• Parties de l'exercice:
a) Recopiez fidèlement le passage de la critique de film qui va de « Du coup voilà, une » à « un running gag. », ces deux bornes comprises.
b) D'après la critique de film, de quel genre de film le manoir semble-t-il sortir tout droit ?

• Extrait du texte:
Du coup voilà, une histoire très bancale, bien qu’on ait deux actes bien distincts. Des humains foireux et ennuyeux, tandis que les dinosaures sont les véritables personnages du film, et une Rexie qui devient le dino ex machina de l’univers, au point de devenir un running gag.


Sur le casting, je ne vais pas m’étendre, car c’est le désert total. Chris Pratt ne réussit pas à sauver son personnage malgré sa bonne volonté, Bryce Dallas Howard n’amène rien d’autre que son joli minois, et le reste n’est que déception. Même pour l’immense James Cromwell, que j’adore, qui est pratiquement invisible. Et du coup, du point de vue technique, le film est plutôt correct. La musique de Giacchino reste dans la lignée du précédent film, s’adaptant plutôt bien à l’ambiance mais sans vraiment d’originalité. Les effets spéciaux sont impressionnants, une nouvelle fois, notamment pour la modélisation des dinosaures, que ce soit pour les CGI ou les animatroniques (et franchement, parfois, c’est très difficile de voir la différence). Les décors restent dans l’ensemble très corrects, notamment le manoir qui sort tout droit d’un film d’horreur des années 50-60. Ce qui m’amène au point que j’ai particulièrement apprécié dans ce film : la mise en scène.

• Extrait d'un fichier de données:
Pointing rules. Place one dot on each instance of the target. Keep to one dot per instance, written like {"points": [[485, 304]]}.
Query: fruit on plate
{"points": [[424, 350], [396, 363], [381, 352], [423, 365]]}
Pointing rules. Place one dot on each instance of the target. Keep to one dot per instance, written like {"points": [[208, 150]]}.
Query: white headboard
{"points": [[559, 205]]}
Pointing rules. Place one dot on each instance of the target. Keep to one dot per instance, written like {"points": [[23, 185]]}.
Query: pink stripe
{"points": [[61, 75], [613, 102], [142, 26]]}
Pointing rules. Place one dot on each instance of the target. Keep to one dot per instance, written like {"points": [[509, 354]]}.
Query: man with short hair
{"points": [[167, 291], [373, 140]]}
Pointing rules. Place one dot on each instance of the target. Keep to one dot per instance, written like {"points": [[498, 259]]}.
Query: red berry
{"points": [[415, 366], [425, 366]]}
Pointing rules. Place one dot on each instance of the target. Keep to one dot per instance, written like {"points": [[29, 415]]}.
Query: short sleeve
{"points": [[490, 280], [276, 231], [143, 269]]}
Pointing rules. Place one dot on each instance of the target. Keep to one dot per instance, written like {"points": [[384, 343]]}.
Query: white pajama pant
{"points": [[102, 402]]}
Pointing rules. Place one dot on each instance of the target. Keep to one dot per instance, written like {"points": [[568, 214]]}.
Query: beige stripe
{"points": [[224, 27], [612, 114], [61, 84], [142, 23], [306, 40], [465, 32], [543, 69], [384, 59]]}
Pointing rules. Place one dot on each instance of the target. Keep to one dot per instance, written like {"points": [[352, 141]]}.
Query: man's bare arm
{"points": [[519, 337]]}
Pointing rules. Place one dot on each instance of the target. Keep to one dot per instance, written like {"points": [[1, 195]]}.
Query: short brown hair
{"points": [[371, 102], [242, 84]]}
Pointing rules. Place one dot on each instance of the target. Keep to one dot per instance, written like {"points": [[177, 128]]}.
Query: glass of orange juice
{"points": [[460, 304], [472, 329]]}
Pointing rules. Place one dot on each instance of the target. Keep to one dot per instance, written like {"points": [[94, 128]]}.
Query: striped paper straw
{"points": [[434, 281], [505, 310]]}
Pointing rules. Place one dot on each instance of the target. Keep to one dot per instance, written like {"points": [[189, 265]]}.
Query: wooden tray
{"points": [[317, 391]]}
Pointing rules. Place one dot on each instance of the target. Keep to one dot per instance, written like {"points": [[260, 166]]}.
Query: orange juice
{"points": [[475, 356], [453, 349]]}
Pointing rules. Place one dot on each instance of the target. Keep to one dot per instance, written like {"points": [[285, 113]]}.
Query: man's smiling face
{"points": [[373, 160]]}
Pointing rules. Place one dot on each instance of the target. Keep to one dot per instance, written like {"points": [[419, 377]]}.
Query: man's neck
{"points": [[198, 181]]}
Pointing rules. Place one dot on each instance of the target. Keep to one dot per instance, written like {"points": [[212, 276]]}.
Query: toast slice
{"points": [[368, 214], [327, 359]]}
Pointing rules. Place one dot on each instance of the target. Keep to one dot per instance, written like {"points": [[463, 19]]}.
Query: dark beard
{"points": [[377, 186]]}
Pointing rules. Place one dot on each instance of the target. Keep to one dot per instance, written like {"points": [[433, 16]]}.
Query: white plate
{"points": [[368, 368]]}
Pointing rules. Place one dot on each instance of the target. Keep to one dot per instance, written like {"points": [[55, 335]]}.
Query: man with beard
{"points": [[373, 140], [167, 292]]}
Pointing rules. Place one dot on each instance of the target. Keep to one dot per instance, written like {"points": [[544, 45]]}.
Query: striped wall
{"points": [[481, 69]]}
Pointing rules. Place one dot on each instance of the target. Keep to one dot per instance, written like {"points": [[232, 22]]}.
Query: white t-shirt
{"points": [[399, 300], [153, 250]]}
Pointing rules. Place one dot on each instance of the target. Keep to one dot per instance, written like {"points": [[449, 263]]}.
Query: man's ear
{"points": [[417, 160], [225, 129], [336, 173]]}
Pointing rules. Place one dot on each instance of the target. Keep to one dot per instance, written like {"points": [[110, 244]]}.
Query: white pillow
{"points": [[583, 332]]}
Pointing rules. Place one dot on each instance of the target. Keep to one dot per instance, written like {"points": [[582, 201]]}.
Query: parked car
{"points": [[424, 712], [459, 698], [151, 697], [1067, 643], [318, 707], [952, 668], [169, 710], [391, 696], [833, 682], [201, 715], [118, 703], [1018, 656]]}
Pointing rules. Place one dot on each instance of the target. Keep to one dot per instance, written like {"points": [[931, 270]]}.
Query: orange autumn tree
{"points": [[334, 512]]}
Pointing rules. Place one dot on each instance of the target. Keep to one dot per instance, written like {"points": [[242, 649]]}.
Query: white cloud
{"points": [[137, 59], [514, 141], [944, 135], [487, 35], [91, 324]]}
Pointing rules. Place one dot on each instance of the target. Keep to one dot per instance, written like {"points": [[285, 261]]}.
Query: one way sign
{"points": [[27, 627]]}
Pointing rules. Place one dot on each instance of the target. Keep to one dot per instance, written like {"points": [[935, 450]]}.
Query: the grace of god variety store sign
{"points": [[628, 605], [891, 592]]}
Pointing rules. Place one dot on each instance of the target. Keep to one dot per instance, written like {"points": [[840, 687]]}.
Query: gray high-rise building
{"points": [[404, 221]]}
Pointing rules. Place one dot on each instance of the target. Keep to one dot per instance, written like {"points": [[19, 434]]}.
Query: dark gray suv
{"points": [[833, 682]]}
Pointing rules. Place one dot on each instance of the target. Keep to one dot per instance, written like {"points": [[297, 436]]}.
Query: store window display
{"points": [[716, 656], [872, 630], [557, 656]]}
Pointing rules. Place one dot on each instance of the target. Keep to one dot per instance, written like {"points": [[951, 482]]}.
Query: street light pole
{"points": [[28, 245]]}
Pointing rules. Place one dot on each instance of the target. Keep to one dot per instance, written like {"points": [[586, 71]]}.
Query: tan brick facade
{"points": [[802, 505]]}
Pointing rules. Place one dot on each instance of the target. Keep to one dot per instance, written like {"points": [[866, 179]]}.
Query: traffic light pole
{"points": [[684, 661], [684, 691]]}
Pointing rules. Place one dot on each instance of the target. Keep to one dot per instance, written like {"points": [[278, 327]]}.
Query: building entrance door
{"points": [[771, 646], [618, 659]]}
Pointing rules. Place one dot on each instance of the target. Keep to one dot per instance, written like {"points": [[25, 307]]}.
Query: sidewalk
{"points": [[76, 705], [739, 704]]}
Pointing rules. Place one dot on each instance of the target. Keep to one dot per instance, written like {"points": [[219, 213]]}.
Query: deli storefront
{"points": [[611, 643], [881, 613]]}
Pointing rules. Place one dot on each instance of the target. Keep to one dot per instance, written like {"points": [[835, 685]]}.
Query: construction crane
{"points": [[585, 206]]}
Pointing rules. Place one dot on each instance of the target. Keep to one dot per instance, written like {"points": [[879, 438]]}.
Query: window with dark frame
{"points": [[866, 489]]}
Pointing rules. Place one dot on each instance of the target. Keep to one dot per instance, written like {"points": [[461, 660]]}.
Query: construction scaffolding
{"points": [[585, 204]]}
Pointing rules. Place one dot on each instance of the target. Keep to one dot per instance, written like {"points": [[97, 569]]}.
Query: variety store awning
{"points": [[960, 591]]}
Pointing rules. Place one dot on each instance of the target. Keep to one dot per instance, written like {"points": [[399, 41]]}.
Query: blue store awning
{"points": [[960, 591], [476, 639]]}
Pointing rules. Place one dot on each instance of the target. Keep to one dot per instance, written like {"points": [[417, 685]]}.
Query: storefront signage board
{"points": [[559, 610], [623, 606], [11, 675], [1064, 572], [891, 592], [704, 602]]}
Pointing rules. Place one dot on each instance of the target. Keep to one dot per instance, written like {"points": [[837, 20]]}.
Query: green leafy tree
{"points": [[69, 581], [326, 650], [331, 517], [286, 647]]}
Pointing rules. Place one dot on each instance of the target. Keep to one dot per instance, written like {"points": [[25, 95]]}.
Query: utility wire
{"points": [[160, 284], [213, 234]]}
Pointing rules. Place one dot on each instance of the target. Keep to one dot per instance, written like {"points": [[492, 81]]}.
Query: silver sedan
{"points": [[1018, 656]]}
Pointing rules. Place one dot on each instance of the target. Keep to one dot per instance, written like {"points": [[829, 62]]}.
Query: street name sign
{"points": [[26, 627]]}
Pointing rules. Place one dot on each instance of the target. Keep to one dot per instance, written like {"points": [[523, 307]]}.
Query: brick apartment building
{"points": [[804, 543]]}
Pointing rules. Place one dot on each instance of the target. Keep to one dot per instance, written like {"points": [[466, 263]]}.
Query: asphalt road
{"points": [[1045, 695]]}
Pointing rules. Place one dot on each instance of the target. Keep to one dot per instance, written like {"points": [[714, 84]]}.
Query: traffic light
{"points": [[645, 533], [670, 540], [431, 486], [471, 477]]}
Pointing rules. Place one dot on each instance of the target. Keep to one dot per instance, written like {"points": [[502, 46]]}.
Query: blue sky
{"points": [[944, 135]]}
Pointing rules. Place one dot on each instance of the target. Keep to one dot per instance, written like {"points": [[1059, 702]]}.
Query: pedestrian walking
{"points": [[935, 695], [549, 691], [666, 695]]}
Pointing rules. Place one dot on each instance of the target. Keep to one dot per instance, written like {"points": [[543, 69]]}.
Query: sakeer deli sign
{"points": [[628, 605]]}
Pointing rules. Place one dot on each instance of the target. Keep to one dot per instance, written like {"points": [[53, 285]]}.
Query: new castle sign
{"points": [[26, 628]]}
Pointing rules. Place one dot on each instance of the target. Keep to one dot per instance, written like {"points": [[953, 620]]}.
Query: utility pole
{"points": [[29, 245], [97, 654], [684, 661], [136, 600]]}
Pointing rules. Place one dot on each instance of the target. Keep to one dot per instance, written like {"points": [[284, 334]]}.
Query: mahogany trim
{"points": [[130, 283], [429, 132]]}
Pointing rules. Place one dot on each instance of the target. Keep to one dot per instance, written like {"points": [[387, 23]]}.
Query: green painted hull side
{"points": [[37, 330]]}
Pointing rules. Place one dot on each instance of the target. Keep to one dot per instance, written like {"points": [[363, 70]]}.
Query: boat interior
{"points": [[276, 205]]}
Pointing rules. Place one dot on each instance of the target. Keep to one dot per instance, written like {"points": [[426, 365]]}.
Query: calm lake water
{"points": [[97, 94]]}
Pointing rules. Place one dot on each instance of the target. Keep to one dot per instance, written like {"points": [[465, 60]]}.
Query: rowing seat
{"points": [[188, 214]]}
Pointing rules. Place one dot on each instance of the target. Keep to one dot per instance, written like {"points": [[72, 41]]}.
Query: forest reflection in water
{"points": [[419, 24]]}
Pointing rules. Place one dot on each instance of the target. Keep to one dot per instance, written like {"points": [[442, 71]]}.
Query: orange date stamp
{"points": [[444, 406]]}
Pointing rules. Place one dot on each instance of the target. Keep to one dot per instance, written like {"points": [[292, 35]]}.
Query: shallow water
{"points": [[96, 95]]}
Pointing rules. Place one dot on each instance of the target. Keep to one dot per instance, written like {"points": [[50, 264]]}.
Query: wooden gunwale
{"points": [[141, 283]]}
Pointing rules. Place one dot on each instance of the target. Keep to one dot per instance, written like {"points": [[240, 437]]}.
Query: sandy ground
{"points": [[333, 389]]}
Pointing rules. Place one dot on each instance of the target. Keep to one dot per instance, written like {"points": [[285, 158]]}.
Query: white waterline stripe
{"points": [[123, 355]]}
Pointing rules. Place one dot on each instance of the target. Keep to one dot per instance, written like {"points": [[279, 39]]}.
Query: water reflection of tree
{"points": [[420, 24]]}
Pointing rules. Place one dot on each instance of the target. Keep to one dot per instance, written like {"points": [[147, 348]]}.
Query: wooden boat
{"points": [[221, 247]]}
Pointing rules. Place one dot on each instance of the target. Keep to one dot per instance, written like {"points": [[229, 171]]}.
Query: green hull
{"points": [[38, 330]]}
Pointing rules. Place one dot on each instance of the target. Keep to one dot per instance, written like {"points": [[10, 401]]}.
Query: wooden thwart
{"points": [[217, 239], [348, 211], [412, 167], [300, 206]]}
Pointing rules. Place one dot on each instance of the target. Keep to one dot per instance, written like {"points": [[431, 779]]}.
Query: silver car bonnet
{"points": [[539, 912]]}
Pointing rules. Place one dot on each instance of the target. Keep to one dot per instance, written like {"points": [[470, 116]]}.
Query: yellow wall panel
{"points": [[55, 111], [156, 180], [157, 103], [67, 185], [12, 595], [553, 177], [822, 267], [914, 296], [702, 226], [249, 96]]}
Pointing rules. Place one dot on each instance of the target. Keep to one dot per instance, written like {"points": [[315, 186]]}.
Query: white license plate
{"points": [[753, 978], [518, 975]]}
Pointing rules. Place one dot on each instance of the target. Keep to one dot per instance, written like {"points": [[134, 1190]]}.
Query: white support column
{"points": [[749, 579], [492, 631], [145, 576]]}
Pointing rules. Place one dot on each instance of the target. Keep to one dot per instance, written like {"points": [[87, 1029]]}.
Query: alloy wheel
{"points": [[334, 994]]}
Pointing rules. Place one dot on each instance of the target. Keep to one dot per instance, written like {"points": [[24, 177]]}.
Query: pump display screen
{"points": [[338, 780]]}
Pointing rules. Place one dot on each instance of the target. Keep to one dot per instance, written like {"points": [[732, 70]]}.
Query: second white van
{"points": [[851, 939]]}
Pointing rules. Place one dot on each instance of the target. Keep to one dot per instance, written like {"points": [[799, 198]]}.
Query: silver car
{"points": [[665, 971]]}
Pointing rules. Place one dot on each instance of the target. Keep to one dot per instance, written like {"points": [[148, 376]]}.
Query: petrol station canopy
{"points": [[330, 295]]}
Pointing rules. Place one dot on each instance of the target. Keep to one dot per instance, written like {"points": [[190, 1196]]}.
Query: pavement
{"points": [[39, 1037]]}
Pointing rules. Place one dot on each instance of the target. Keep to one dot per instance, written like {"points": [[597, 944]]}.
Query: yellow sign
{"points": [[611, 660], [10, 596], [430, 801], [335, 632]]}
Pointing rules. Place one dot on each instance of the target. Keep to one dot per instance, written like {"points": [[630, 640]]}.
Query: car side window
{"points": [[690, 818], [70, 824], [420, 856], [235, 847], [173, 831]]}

• Réponses dans l'ordre:
a)
Du coup voilà, une histoire très bancale, bien qu’on ait deux actes bien distincts. Des humains foireux et ennuyeux, tandis que les dinosaures sont les véritables personnages du film, et une Rexie qui devient le dino ex machina de l’univers, au point de devenir un running gag.

b) Le manoir semble sortir tout droit d'un film d'horreur des années 50-60.